- Data excerpts:
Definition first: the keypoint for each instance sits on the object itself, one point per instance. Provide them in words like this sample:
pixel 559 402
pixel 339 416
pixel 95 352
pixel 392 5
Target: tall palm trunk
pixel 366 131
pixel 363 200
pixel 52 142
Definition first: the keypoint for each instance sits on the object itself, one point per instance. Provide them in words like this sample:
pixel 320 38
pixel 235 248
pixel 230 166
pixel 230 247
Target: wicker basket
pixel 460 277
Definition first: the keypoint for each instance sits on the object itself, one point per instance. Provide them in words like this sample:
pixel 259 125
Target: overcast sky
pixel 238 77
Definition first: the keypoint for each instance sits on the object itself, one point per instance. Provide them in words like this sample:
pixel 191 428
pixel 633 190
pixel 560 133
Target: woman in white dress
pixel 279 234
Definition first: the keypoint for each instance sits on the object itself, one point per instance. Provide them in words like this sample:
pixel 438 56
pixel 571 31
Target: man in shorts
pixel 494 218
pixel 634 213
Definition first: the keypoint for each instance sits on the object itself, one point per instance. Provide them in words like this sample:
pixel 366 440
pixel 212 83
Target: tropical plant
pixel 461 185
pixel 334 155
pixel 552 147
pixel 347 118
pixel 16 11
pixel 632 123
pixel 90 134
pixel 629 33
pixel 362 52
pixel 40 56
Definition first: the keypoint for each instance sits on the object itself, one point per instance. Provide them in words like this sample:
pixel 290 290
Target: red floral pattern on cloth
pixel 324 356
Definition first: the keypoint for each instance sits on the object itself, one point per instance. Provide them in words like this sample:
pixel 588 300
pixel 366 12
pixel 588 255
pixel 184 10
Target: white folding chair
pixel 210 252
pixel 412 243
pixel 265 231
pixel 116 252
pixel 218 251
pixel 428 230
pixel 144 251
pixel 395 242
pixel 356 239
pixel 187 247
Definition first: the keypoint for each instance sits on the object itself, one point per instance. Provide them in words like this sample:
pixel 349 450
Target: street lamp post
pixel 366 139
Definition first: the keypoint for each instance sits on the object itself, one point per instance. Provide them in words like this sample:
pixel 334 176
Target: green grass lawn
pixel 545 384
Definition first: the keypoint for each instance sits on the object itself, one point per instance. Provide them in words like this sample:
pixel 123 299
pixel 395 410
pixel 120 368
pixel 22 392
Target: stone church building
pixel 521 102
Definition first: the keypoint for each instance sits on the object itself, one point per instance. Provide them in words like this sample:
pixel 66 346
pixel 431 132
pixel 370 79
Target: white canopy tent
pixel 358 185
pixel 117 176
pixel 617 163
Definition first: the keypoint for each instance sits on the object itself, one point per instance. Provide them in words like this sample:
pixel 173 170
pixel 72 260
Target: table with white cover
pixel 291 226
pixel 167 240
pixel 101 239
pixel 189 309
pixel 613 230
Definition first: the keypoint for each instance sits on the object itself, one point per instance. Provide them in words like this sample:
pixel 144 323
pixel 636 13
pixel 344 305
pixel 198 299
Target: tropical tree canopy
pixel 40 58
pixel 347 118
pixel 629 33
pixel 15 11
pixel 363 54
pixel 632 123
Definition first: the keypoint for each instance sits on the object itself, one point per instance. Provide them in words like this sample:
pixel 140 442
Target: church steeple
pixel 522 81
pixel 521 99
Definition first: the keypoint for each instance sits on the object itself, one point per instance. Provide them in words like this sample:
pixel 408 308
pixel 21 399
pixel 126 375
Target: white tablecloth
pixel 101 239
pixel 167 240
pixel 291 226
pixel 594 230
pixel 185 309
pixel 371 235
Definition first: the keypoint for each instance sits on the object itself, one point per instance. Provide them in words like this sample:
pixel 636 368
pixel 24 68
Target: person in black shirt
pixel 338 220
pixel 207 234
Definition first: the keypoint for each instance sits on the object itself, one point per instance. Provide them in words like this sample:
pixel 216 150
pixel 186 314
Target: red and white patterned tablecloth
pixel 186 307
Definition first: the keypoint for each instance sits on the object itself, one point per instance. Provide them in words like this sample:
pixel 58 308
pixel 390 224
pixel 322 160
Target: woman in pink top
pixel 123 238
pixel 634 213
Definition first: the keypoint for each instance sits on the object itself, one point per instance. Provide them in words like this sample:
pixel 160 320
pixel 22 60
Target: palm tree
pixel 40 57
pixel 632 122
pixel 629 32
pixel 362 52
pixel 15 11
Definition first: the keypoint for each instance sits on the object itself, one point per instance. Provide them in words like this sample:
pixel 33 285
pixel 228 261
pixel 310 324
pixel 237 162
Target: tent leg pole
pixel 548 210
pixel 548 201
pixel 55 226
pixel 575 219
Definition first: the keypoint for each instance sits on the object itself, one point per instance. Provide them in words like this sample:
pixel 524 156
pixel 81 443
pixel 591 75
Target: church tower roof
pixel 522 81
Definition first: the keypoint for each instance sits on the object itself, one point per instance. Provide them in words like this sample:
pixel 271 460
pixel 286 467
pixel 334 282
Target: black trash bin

- Required task: Copy out word for word the stretch of lines from the very first one through the line that contains "pixel 324 356", including both ends.

- Solved problem:
Definition first: the keypoint for each instance sits on the object itself, one point per instance. Provide them in words like this sample:
pixel 559 402
pixel 339 416
pixel 95 352
pixel 392 5
Target: tall palm trunk
pixel 366 131
pixel 363 200
pixel 52 142
Definition first: the keypoint for each instance sits on the object itself, one point per instance. Provide them in words like this sample:
pixel 320 38
pixel 235 248
pixel 230 166
pixel 230 247
Target: wicker basket
pixel 460 277
Definition first: the keypoint for each instance sits on the object itself, one point per instance. Provide them in words like this sample:
pixel 259 125
Target: overcast sky
pixel 238 77
Definition first: the keypoint for each instance sits on the object itself, one point per instance. Provide them in words like this sample:
pixel 191 428
pixel 633 190
pixel 560 133
Target: woman in white dress
pixel 279 234
Definition first: the keypoint for each instance sits on the object itself, one point per instance. Provide them in words like this sample:
pixel 438 56
pixel 571 31
Target: man in shorts
pixel 494 218
pixel 634 213
Definition first: the keypoint for each instance sits on the object itself, one point per instance. Provide them in words like this sample:
pixel 366 440
pixel 212 83
Target: tropical plant
pixel 461 185
pixel 334 155
pixel 552 147
pixel 347 118
pixel 16 11
pixel 632 123
pixel 90 134
pixel 629 33
pixel 362 52
pixel 40 56
Definition first: the keypoint for each instance sits on the object itself, one point per instance. Provide them in words like this sample:
pixel 290 290
Target: red floral pattern on cloth
pixel 324 356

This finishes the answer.